◆ Available records
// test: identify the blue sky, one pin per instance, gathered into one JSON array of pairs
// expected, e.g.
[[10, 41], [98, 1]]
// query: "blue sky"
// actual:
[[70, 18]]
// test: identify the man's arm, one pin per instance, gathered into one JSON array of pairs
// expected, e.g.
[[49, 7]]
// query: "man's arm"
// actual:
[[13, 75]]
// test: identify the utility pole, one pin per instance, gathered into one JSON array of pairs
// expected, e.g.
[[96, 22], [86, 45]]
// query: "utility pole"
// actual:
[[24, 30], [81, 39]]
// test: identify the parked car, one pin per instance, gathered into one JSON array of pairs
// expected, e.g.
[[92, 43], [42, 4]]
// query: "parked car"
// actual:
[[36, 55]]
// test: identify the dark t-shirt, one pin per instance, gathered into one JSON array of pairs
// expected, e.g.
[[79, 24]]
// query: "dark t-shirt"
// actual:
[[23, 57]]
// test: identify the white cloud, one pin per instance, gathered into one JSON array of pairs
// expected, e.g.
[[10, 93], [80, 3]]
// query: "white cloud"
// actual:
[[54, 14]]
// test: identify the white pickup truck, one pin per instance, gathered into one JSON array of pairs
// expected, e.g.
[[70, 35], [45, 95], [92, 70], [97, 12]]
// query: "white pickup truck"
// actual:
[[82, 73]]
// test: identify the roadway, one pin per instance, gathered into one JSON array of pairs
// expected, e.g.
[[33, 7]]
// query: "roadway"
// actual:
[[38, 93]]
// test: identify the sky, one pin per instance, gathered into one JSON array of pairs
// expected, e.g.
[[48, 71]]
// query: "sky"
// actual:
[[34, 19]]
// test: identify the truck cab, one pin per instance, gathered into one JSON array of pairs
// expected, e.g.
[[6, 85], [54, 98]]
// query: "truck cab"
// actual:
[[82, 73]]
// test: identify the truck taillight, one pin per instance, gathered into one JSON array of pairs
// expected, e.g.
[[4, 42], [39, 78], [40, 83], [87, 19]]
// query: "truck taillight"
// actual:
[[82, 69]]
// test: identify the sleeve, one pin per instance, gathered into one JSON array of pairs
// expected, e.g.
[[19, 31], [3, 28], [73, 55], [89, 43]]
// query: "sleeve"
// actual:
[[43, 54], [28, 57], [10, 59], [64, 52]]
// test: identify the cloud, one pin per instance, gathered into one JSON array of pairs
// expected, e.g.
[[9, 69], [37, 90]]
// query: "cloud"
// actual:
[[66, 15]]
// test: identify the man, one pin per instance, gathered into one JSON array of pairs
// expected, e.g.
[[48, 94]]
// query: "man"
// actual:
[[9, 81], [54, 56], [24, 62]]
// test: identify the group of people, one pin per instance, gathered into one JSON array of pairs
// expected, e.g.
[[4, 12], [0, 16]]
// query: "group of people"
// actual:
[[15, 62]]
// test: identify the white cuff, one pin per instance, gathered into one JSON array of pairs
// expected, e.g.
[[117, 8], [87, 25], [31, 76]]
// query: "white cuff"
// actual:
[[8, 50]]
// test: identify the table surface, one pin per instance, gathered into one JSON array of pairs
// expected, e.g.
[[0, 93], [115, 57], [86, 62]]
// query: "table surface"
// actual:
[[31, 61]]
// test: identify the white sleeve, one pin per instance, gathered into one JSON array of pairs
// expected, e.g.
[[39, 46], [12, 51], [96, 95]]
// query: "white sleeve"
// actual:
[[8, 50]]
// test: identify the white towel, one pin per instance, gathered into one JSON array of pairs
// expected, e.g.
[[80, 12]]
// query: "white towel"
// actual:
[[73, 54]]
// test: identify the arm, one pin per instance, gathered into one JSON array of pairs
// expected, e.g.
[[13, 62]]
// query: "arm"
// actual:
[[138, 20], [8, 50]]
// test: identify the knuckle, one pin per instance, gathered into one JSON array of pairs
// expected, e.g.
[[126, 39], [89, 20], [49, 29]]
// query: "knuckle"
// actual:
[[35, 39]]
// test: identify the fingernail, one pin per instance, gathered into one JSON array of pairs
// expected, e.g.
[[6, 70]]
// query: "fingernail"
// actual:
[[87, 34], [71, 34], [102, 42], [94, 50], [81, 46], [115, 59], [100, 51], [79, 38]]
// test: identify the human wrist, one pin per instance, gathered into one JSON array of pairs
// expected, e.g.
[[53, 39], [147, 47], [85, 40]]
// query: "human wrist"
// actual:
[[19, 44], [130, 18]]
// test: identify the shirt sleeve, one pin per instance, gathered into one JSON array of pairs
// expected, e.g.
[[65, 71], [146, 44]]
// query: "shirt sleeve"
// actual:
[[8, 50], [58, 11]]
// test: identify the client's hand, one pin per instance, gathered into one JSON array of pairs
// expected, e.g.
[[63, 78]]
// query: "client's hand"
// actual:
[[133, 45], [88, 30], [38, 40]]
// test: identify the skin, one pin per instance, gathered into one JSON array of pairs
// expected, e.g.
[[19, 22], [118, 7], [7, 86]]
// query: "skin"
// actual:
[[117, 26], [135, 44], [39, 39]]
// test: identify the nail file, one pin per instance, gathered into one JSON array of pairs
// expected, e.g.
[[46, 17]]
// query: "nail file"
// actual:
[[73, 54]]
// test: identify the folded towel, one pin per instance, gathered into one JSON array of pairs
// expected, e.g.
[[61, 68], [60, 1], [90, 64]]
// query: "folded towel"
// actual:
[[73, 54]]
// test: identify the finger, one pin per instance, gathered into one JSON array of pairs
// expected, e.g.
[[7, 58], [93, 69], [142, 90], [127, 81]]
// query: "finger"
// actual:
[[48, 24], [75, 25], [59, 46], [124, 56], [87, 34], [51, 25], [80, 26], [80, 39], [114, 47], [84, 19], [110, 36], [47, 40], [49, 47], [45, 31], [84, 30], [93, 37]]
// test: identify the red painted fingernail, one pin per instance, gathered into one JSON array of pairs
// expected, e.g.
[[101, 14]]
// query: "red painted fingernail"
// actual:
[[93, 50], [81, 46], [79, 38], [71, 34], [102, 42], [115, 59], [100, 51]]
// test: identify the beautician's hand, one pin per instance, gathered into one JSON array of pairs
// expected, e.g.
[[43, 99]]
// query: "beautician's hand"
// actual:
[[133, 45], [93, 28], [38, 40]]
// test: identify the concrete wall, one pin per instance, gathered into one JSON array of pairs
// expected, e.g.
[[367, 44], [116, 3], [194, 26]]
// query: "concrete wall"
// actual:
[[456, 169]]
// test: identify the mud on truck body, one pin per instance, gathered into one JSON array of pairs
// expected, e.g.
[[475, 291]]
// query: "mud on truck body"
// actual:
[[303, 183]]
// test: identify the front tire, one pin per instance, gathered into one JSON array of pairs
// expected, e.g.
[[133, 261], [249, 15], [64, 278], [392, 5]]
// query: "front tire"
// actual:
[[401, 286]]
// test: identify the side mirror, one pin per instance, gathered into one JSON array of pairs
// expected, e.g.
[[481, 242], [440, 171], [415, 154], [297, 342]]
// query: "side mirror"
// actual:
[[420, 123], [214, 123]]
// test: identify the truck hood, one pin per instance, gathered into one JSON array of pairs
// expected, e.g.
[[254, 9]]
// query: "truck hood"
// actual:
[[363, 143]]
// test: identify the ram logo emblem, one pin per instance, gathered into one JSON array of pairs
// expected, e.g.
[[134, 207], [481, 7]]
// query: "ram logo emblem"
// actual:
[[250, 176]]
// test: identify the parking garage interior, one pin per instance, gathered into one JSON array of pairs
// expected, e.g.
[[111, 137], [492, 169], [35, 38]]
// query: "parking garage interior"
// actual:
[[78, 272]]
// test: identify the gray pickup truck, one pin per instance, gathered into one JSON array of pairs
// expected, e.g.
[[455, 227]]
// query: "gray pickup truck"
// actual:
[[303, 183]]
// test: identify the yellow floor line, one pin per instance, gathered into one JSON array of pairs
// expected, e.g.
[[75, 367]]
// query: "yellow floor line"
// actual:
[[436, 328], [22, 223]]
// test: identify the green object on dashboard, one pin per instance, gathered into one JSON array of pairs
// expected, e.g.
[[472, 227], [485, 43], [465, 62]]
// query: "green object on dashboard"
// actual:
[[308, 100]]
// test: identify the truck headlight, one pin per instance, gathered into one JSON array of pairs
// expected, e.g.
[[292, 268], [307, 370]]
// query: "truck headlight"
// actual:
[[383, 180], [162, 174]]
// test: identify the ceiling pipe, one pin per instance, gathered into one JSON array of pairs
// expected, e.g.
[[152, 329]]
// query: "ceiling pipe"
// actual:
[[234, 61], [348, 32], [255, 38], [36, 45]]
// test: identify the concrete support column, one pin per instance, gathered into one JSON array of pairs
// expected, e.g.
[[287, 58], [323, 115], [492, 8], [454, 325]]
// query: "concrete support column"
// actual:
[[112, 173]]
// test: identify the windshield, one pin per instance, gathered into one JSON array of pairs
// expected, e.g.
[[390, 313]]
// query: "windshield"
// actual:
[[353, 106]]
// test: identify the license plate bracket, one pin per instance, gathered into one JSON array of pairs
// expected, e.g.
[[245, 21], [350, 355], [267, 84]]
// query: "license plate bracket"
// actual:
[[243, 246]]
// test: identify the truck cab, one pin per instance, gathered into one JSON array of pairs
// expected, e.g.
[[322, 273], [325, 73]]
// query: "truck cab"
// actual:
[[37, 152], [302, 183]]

◆ Task requirements
Each line above that contains the word "interior" should be returned.

◆ Output for this exercise
// test: identify the parking garage interior, one pin per instance, gathered into one JSON array of pairs
// query: "parking garage interior"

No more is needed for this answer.